Aim of the task —
Reproduce the data below with every occurrence of "pixel coordinates" replaced by "x and y coordinates", leaving everything else unchanged.
****************
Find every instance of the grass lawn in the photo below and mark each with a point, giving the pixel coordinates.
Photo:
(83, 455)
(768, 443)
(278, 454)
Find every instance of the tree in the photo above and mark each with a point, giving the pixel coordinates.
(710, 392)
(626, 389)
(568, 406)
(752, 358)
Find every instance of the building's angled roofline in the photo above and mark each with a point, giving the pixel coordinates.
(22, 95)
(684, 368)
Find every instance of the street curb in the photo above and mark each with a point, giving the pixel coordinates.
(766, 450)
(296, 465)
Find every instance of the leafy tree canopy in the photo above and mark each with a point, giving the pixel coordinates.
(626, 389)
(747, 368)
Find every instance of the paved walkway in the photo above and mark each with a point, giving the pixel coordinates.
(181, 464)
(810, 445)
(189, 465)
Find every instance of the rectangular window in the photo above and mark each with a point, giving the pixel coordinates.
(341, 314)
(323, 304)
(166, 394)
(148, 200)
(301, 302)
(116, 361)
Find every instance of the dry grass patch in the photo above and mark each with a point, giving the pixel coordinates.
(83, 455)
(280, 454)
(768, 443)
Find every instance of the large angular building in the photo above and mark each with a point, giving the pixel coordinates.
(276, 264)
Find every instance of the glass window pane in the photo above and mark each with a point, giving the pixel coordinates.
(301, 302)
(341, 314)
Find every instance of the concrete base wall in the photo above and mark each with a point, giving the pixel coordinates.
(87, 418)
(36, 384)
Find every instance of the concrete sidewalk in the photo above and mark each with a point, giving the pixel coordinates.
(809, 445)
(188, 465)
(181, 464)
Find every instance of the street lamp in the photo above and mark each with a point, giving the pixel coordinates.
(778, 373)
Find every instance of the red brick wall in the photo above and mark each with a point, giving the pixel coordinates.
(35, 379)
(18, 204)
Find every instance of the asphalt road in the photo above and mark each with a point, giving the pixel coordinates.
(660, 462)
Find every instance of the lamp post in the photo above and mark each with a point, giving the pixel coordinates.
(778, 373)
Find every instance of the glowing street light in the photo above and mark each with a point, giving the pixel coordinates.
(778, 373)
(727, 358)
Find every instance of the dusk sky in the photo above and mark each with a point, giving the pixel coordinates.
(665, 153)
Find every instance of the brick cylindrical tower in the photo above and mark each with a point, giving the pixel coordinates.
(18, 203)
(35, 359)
****************
Final result —
Find every instance of the grass lawn in the photo below and mark each with a point, giving the x and y coordinates.
Photo:
(83, 455)
(768, 443)
(278, 454)
Find every instance of the tree in the photo above and mark each with a point, giving the x and y coordinates.
(710, 392)
(626, 389)
(568, 406)
(752, 358)
Find every instance of the building's angled roofline in the photo above and mark each with a point, giving the x and y coordinates.
(22, 95)
(684, 368)
Find every instance of the street curb in the photo above and mark each with a point, giving the x and y coordinates.
(766, 450)
(296, 465)
Find every instance of the leafy tree canopy in the photo above and mark each with a point, giving the x and y coordinates.
(626, 389)
(747, 368)
Find every instance of the paved walkway in the photo above and mark each with a point, giving the x and y coordinates.
(181, 464)
(810, 445)
(189, 465)
Find every instance of the rectangular window in the photo above and mark each with a point, giving the x and y coordinates.
(341, 314)
(323, 304)
(166, 394)
(148, 200)
(301, 302)
(116, 361)
Find every instance of the dry grass patch in the photo above and mark each with a point, giving the x and y coordinates.
(83, 455)
(280, 454)
(768, 443)
Find every instance of the large angular building in the photo above and mark each with a point, giving the x and y coordinates.
(276, 264)
Find every instance of the glass window pane in the photo above and mark each with a point, giving the x and y coordinates.
(301, 302)
(341, 314)
Find every instance of the concrete base wall in the photo above and mark each with a point, giving the x and y coordinates.
(87, 418)
(36, 384)
Find every instance of the concrete sidewalk in the photo above and mark each with a point, giving the x and y coordinates.
(809, 445)
(188, 465)
(181, 464)
Find every instance of the street lamp in the photo above and mark each with a point, giving the x and y coordinates.
(778, 373)
Find every instance of the red brick wall in the photo above and mark each with a point, giving the x and y coordinates.
(35, 379)
(18, 204)
Find every instance of the asphalt road in the photo above and mark each with a point, giving the x and y coordinates.
(660, 462)
Find every instance of the lamp post in the photo above and mark each with a point, giving the x and y coordinates.
(778, 373)
Find every instance of the glowing street light in the photo above and mark each with a point, giving the x and y coordinates.
(778, 373)
(727, 358)
Find every instance of the dusk sky in the photo above and mark each with a point, giving the x and y coordinates.
(665, 153)
Find every instance of the brick cylindrical tower in the photo above and mark each with a point, giving the x and y coordinates.
(18, 203)
(35, 359)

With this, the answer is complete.